| Set task |
Lay out every line from the one containing "# for each instance of the pink floral" through the last line of the items, inclusive, as a JSON list of strings, one string per line and no blank lines.

| Data provided |
*-*-*

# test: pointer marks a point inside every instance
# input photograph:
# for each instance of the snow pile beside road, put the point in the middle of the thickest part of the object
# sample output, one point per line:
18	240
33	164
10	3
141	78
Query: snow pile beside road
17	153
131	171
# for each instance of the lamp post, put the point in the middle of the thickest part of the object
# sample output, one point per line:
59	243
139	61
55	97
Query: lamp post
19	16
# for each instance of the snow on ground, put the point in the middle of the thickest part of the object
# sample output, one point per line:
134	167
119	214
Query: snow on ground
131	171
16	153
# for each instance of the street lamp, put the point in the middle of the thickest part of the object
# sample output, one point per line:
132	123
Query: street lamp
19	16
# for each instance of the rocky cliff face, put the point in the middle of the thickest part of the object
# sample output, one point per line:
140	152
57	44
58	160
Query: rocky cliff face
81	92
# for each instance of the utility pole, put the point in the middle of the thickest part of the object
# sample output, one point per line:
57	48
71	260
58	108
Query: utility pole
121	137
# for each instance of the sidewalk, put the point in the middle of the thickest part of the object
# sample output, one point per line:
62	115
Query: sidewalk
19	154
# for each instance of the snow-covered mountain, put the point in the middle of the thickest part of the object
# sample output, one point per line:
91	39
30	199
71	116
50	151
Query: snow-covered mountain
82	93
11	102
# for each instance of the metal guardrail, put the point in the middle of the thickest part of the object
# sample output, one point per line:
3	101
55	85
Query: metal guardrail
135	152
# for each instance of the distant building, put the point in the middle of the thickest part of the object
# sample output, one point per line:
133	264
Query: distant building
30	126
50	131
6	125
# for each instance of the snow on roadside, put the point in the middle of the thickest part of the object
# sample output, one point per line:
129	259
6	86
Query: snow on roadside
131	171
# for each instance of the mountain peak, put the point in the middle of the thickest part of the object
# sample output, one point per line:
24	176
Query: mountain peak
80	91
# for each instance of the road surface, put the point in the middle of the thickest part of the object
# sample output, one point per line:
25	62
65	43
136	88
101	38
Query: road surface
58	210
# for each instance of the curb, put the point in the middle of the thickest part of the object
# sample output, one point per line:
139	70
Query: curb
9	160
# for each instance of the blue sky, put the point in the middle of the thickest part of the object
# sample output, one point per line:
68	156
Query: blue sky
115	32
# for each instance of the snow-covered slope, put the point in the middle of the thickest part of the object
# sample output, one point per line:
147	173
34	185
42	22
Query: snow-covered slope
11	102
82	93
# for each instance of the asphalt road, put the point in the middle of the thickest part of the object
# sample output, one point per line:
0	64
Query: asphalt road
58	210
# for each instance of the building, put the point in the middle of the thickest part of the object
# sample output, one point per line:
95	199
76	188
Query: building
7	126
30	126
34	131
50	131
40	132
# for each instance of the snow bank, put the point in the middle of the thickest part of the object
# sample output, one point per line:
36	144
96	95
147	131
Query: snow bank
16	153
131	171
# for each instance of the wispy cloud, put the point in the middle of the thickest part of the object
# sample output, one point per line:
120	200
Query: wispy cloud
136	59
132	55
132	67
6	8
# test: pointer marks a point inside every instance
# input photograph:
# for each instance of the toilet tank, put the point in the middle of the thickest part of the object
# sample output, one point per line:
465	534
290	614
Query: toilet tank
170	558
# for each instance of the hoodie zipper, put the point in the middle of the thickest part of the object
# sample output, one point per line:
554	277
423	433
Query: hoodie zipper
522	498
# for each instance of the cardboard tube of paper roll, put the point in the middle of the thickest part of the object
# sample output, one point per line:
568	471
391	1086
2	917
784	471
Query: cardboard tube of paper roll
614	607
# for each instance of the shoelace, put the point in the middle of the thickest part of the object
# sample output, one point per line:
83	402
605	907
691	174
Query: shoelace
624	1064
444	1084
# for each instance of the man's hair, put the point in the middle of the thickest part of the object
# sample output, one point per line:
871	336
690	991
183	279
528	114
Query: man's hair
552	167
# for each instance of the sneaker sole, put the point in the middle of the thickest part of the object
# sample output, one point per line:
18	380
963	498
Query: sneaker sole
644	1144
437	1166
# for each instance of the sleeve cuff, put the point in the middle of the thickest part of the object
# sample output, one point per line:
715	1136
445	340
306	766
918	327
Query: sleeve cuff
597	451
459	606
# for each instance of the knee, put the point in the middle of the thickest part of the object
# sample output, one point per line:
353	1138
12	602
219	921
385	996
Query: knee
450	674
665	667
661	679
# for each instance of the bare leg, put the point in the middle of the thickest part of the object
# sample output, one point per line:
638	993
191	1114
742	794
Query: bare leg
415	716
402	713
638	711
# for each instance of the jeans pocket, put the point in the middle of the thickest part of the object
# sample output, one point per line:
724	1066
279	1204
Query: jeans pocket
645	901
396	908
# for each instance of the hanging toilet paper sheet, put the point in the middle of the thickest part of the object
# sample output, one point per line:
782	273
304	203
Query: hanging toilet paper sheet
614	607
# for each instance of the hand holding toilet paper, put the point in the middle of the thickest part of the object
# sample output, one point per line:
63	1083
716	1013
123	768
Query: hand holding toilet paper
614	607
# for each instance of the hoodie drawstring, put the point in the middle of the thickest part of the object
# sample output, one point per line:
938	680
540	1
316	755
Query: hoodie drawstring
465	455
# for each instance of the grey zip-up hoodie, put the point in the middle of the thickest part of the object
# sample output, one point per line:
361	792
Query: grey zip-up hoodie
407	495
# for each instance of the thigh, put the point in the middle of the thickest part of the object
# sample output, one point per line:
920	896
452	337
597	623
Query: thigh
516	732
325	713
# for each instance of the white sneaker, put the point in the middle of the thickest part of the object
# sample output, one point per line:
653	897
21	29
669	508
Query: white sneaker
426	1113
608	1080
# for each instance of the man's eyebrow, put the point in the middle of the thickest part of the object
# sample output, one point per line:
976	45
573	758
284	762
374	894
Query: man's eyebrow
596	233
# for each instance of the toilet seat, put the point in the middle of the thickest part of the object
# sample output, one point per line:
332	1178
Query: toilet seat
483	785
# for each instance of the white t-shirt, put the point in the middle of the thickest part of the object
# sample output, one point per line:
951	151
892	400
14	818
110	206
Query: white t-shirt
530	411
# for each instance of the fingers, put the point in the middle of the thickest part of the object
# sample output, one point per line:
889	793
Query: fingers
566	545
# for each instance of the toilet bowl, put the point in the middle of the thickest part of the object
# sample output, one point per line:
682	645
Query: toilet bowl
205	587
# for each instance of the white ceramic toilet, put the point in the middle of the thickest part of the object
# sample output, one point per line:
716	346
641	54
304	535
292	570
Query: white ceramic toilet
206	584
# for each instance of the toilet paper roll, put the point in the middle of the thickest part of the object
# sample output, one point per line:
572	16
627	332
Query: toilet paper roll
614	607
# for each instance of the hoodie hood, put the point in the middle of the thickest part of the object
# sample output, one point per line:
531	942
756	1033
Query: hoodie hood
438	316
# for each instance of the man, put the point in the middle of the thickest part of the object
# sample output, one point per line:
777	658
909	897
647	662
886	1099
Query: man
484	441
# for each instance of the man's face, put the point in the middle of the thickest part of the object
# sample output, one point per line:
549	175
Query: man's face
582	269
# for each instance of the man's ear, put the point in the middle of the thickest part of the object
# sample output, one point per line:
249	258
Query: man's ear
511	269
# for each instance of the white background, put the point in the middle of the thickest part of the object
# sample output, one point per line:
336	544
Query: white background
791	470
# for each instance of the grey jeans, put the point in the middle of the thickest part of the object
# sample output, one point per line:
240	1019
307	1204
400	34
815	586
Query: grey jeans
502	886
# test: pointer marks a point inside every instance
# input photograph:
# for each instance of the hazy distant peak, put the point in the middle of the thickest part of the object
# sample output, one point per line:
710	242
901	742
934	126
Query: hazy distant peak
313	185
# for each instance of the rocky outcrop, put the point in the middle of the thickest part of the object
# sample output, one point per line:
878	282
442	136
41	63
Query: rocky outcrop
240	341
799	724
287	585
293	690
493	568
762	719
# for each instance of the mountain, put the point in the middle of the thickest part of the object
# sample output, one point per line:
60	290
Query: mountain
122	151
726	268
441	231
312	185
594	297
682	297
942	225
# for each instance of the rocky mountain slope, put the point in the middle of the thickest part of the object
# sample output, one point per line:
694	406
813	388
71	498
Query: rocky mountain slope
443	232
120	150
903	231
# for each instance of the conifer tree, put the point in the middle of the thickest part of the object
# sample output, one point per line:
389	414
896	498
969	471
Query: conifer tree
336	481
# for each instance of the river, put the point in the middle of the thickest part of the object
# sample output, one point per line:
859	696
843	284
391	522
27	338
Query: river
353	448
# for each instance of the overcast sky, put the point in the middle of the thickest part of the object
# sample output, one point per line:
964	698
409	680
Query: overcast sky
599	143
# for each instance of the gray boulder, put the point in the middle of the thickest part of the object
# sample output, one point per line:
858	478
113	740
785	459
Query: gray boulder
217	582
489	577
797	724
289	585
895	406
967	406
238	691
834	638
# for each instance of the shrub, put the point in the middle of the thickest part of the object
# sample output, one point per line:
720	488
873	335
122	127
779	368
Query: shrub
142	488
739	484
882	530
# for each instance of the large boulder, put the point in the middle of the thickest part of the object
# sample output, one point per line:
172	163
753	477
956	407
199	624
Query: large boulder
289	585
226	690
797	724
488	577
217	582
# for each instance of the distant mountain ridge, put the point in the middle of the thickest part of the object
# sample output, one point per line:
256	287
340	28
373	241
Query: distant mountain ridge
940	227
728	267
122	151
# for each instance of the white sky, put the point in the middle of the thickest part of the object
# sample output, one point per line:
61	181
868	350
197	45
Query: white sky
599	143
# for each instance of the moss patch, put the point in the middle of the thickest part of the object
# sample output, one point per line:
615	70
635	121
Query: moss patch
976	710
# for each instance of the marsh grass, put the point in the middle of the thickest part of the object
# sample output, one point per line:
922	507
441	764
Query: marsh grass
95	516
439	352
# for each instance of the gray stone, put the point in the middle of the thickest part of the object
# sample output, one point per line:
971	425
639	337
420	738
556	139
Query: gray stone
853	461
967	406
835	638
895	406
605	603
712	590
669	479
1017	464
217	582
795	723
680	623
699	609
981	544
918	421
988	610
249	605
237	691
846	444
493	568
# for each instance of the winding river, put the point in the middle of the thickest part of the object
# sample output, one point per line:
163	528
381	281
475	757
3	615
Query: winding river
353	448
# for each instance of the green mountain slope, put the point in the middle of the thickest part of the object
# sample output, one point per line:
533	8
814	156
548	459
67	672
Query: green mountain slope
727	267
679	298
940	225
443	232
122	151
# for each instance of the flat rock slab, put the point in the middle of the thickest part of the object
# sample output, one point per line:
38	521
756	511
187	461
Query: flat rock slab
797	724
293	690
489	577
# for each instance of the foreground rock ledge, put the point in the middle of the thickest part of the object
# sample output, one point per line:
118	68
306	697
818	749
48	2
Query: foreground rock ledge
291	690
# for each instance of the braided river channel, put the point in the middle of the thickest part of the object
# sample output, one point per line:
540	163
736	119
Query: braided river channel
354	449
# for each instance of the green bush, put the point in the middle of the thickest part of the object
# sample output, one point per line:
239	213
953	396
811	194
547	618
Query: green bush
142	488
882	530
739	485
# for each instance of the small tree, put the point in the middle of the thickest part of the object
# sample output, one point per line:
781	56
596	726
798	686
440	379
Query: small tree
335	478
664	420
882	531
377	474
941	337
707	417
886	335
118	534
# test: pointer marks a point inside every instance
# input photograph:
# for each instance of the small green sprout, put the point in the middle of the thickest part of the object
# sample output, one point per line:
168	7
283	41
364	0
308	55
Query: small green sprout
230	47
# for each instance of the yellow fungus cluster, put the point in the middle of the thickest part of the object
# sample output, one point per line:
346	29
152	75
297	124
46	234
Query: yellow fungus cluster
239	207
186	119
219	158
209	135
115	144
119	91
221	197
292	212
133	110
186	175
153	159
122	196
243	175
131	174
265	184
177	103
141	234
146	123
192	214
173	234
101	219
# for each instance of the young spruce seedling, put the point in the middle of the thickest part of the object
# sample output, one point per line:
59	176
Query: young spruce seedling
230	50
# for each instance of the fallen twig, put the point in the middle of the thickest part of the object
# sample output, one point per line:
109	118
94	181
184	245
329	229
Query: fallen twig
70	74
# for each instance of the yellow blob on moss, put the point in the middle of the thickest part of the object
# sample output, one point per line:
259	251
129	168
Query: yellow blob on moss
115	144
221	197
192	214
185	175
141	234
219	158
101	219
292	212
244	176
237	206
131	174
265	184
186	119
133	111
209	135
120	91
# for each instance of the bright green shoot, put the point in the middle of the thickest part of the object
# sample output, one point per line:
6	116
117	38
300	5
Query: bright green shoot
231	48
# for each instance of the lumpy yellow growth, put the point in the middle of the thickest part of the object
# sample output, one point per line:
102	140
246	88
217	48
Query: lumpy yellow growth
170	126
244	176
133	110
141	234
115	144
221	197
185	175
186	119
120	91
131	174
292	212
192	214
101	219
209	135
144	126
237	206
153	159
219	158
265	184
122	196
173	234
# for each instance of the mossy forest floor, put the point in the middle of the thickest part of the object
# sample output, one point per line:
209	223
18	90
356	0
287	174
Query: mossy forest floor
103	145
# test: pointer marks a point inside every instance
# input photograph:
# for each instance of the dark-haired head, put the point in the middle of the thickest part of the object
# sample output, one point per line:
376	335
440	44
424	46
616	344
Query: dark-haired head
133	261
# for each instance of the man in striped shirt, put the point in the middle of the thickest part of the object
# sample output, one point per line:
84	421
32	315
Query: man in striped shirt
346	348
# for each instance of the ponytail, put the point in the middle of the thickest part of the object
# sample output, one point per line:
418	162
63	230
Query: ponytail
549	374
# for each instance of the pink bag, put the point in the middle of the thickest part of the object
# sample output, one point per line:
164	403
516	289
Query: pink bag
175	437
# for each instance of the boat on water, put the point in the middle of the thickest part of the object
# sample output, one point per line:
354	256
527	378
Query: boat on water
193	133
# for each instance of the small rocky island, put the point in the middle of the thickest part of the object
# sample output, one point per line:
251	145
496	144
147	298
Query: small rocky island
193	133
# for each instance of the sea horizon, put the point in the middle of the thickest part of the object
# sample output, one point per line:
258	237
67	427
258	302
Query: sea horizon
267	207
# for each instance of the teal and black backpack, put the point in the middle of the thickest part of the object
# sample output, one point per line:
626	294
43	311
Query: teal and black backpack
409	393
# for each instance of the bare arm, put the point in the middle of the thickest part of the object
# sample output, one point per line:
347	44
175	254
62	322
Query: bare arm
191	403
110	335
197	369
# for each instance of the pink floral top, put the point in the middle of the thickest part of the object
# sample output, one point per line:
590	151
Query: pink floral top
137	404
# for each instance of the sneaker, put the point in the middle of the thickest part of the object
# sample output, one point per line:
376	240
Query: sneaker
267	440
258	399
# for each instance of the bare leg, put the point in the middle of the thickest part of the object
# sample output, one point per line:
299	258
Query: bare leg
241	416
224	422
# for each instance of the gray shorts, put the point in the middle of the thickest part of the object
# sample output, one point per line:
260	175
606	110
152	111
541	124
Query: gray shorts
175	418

*-*-*

| Solution to the problem |
[
  "# for each instance of the pink floral top, put the point in the middle of the thickest part of the object",
  "# sample output, one point per line:",
  "590\t151",
  "Query: pink floral top",
  "137\t404",
  "# for each instance of the sneaker, put the point in the middle of the thickest part of the object",
  "# sample output, one point per line:",
  "376\t240",
  "Query: sneaker",
  "267\t440",
  "258\t399",
  "# for each instance of the bare leg, put the point in the middle of the thickest part of the object",
  "# sample output, one point per line:",
  "299\t258",
  "Query: bare leg",
  "241\t416",
  "224\t422",
  "# for each instance of the gray shorts, put the point in the middle of the thickest part of the object",
  "# sample output, one point per line:",
  "260\t175",
  "606\t110",
  "152\t111",
  "541\t124",
  "Query: gray shorts",
  "175\t418"
]